WHAT YOU NEED TO DO:
Reproduce the data below in full. Nothing should differ from the original.

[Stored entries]
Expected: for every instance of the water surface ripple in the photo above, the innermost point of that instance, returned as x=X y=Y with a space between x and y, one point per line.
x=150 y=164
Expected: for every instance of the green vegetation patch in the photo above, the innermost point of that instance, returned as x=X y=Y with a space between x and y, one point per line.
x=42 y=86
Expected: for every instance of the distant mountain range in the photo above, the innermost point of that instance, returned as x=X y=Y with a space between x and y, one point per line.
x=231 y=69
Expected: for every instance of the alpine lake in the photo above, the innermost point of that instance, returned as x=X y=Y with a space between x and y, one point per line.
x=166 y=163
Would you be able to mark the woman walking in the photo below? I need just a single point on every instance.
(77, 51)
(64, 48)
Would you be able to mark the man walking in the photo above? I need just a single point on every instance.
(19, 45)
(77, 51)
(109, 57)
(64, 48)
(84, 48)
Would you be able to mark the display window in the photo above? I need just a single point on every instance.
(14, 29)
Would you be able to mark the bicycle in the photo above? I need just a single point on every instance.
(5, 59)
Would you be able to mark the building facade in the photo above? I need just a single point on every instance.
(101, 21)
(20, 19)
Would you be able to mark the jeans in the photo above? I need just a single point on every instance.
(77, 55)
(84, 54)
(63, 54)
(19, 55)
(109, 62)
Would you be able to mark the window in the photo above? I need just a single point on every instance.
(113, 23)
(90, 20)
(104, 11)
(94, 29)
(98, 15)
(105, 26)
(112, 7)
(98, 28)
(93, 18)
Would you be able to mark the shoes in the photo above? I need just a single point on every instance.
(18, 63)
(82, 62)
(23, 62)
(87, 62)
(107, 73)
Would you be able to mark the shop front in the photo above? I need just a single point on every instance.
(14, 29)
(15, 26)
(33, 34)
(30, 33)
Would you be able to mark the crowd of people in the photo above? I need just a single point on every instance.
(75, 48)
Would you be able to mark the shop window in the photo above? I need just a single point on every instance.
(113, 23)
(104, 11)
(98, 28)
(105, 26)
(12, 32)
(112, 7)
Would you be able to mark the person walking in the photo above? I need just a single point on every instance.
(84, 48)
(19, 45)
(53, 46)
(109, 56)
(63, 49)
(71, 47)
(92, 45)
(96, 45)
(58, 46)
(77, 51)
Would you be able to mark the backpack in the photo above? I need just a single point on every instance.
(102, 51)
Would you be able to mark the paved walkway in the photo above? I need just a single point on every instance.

RESPONSE:
Expected: for every instance of the water surface ripple in the photo above, the innermost point of that instance, returned as x=X y=Y with a space between x and y, one point per line.
x=150 y=164
Expected: for every instance of the green vegetation patch in the photo above, the innermost point of that instance, returned as x=X y=Y with a space between x and y, one point per line.
x=42 y=86
Expected: for every instance of the distant mountain range in the photo above, the innermost point of that instance, returned as x=X y=Y with a space between x and y, one point per line.
x=231 y=69
Expected: for every instance of the alpine lake in the photo above, the innermost point of that instance, returned as x=X y=Y with a space between x and y, one point per line.
x=166 y=163
Would you be able to mark the woman walking in the photo below? I need just a single point on every instance.
(77, 51)
(64, 48)
Would you be able to mark the man walking in the photo above? I need just a single point on every instance.
(19, 45)
(77, 51)
(109, 57)
(64, 48)
(84, 48)
Would you be able to mark the display window in the photo above? I need just a single point on every instance.
(14, 29)
Would you be able to mark the bicycle in the photo above? I need just a single point on every instance.
(5, 59)
Would you be able to mark the building facade in the photo above? I need just a single point on every instance.
(101, 21)
(20, 19)
Would you be able to mark the jeans in the photo above? I need just a single point on every instance.
(77, 55)
(84, 54)
(63, 54)
(19, 55)
(109, 62)
Would you be able to mark the window in the photo above? I need just a single point on every instance.
(113, 23)
(90, 20)
(104, 11)
(94, 29)
(98, 15)
(105, 26)
(112, 7)
(98, 28)
(93, 18)
Would you be able to mark the shoes in the photo above? I need just a single point on every instance.
(18, 63)
(82, 62)
(23, 62)
(87, 62)
(107, 73)
Would you be able to mark the shop front in the photo above? I need just a single point on every instance.
(14, 29)
(15, 26)
(33, 34)
(30, 33)
Would you be able to mark the crowd of people in the photo above? I need just a single point on every instance.
(75, 48)
Would you be able to mark the shop window in the photo above? I need just a single point on every instance.
(113, 23)
(104, 11)
(98, 28)
(105, 26)
(12, 32)
(112, 7)
Would you be able to mark the person walking in the photo above? I need just a single point on every instance.
(84, 48)
(19, 45)
(53, 46)
(109, 56)
(63, 49)
(71, 47)
(92, 45)
(96, 45)
(58, 46)
(77, 51)
Would you be able to mark the backpack in the photo above? I need just a single point on every instance.
(102, 51)
Would you be able to mark the paved walkway in the photo above? I need just a single point on every instance.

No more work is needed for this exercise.